### Trecho fornecido

::::::

No livro didático, oportunidades de uma interlocução mais simétrica, na qual o aluno tem o papel de interlocutor real e não mero receptor de informações de um professor, precisam ser oferecidas ao se introduzir e sedimentar a conjugação verbal. Temos um exemplo de Júdice (2001) quanto aos usos do Pretérito Imperfeito e do Pretérito Perfeito do Indicativo por meio de uma atividade em que cada aluno conta uma lenda de seu país, comparativamente a uma lenda brasileira trabalhada em sala. O aluno (indivíduo/parte) como parte de uma cultura terá a oportunidade, assim, de expressar sua cultura (o todo) na língua-alvo em sala de aula, ao mesmo tempo em que subconscientemente, até onde é possível, adquire as estruturas e os usos dos tempos verbais em foco.

3) Princípio de Retroatividade (ou do círculo retroativo) – com este conceito, rompemos com a causalidade linear, já que o efeito retroage informacionalmente sobre a causa, permitindo a autonomia organizacional do sistema (a autonomia térmica de um ser vivo em relação ao mundo exterior, por exemplo, quando a geração de mais calor (efeito) retroage sobre a perda deste calor para o ambiente (causa)). Este princípio destrói a ilusão de linearidade na aquisição do conhecimento (os conhecimentos não se somam linearmente, mas retroagem sobre conhecimentos anteriores repensando-os em novos contextos).

4) Princípio da Recursividade (ou do círculo recursivo) – vai além da retroatividade, pois traz dinâmica autoprodutiva e auto-organizacional (seus produtos são necessários para a própria produção do processo, os estados finais são necessários para a geração dos estados iniciais), desde que alimentada por um fluxo exterior: como Morin & Le Moigne afirmam, “os indivíduos humanos produzem a sociedade em e pelas interações sociais, mas a sociedade, enquanto emergente, produz a humanidade desses indivíduos, trazendo-lhes a linguagem e a cultura” (MORIN & LE MOIGNE, 2000, p. 210).

::::::

### Linhas de dados
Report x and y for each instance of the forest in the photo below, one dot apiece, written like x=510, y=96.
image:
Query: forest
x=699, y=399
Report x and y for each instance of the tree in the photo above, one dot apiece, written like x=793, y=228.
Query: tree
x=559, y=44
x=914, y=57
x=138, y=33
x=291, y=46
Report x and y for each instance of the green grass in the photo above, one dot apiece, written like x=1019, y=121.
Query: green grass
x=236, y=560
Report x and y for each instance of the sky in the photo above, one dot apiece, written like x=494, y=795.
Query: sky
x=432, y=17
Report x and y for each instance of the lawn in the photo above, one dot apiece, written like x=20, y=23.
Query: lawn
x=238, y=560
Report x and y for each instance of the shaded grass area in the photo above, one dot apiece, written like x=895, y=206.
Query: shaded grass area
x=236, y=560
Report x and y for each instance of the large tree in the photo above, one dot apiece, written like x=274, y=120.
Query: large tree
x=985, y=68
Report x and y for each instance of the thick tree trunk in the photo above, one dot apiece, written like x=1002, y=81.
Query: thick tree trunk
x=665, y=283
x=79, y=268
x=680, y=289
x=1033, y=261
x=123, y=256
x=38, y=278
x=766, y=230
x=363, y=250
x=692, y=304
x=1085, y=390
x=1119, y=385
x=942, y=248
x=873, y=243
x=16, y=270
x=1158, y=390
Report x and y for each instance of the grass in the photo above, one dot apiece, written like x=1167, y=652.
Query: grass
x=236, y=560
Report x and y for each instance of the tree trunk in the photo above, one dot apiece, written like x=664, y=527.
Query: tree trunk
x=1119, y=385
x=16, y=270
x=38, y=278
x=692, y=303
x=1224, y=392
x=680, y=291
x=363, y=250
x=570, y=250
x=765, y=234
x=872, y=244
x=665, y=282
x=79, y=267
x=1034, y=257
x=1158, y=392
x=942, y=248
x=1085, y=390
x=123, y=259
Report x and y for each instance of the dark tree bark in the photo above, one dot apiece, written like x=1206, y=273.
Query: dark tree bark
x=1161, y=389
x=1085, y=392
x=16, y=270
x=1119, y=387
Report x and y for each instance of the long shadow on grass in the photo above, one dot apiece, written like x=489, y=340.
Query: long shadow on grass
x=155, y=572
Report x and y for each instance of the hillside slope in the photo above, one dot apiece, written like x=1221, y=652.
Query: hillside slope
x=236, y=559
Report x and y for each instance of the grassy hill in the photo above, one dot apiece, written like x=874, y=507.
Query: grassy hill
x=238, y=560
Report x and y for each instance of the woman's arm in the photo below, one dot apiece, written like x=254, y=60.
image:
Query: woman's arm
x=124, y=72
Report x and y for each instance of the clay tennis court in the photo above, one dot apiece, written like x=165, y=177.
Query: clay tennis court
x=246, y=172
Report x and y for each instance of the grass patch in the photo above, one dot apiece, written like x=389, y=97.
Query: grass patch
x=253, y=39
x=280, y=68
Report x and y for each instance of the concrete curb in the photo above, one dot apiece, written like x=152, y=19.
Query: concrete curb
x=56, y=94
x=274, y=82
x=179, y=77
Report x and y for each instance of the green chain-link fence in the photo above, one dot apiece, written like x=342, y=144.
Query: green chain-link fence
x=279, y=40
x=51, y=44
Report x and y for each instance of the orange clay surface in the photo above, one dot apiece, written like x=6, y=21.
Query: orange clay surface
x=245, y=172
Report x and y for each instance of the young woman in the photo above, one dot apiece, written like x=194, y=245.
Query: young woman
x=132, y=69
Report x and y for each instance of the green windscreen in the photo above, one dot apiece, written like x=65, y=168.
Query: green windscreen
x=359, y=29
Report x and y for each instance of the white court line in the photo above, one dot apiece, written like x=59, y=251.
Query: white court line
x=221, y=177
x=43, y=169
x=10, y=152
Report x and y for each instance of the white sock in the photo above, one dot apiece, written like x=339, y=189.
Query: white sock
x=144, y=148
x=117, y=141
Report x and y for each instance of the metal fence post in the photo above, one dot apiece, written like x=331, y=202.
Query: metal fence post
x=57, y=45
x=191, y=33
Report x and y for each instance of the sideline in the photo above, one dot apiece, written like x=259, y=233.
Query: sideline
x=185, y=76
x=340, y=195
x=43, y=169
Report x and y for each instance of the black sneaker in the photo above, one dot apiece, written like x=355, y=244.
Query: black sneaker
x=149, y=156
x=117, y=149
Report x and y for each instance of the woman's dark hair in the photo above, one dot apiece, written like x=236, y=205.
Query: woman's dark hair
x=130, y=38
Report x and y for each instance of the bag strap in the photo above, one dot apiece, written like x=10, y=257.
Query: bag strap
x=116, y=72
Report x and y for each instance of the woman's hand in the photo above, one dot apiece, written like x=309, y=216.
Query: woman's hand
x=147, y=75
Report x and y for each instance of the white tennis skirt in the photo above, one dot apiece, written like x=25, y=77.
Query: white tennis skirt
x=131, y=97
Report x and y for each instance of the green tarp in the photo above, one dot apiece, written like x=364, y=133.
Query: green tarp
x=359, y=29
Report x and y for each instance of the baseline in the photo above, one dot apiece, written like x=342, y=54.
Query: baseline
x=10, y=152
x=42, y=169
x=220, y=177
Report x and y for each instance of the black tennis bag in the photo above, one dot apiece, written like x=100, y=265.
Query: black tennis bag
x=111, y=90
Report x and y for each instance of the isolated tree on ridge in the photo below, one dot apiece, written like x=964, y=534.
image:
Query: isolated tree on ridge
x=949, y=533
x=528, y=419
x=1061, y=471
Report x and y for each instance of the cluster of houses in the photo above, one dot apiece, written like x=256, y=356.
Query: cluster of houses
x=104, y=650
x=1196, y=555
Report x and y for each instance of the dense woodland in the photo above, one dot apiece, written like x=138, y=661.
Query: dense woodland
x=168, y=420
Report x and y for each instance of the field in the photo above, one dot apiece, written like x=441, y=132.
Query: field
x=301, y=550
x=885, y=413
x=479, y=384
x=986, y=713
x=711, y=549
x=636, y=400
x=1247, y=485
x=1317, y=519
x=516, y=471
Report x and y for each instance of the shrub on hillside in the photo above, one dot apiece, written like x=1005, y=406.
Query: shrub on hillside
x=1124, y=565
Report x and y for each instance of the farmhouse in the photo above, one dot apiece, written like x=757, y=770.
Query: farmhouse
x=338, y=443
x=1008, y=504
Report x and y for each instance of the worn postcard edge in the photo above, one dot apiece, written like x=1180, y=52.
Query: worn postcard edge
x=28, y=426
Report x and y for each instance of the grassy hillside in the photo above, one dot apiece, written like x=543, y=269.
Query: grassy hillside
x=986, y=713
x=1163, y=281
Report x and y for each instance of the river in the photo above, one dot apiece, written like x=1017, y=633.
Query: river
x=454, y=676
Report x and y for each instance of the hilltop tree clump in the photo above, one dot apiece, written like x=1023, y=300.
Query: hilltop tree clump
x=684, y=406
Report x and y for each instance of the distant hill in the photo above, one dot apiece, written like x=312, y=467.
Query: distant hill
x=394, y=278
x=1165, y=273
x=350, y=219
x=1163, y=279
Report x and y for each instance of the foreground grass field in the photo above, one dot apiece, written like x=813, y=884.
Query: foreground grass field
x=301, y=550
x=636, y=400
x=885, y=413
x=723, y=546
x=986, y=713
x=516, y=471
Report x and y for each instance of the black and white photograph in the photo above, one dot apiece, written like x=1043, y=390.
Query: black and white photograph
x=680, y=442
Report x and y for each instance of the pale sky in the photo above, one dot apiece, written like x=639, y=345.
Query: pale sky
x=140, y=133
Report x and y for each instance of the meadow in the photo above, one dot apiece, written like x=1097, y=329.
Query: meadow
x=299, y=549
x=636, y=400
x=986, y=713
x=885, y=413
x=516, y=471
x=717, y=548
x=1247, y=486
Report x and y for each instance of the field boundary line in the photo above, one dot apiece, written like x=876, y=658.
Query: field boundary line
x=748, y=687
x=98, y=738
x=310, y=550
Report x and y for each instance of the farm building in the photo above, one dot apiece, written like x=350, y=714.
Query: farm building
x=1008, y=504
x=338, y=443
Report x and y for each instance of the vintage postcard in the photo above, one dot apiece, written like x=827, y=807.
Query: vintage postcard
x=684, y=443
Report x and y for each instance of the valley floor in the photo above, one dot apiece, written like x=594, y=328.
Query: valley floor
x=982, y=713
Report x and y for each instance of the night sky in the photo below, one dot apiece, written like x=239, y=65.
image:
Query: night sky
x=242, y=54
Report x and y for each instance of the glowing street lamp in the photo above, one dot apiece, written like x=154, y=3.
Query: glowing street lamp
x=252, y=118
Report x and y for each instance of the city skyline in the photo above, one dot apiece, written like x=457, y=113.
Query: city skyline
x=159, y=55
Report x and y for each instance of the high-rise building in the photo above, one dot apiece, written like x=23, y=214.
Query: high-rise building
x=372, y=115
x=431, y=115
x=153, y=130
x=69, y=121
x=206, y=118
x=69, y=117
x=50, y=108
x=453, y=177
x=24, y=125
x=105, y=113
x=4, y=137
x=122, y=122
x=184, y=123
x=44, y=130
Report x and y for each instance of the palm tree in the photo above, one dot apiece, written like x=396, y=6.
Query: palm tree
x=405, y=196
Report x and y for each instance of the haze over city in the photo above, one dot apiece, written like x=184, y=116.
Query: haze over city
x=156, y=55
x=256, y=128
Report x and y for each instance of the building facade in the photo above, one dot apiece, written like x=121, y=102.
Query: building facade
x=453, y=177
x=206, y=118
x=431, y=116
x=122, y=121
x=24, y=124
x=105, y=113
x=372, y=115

::::::

### Instruções
1. No trecho fornecido, que atividade de Júdice (2001) serve de exemplo para os usos do Pretérito Imperfeito e do Pretérito Perfeito do Indicativo?
2. Diga se cada afirmação abaixo está de acordo com o trecho fornecido. Responda sim ou não e cite literalmente as palavras do trecho que decidem.
(a) O Princípio de Retroatividade mantém a causalidade linear.
(b) No Princípio da Recursividade, os estados finais são necessários para a geração dos estados iniciais.
(c) Na atividade de Júdice, cada aluno conta uma lenda de um país diferente do seu.

### Respostas por tarefa
1. Uma atividade em que cada aluno conta uma lenda de seu país, comparativamente a uma lenda brasileira trabalhada em sala.

2.
(a) Não: “com este conceito, rompemos com a causalidade linear”.
(b) Sim: “os estados finais são necessários para a geração dos estados iniciais”.
(c) Não: “cada aluno conta uma lenda de seu país”.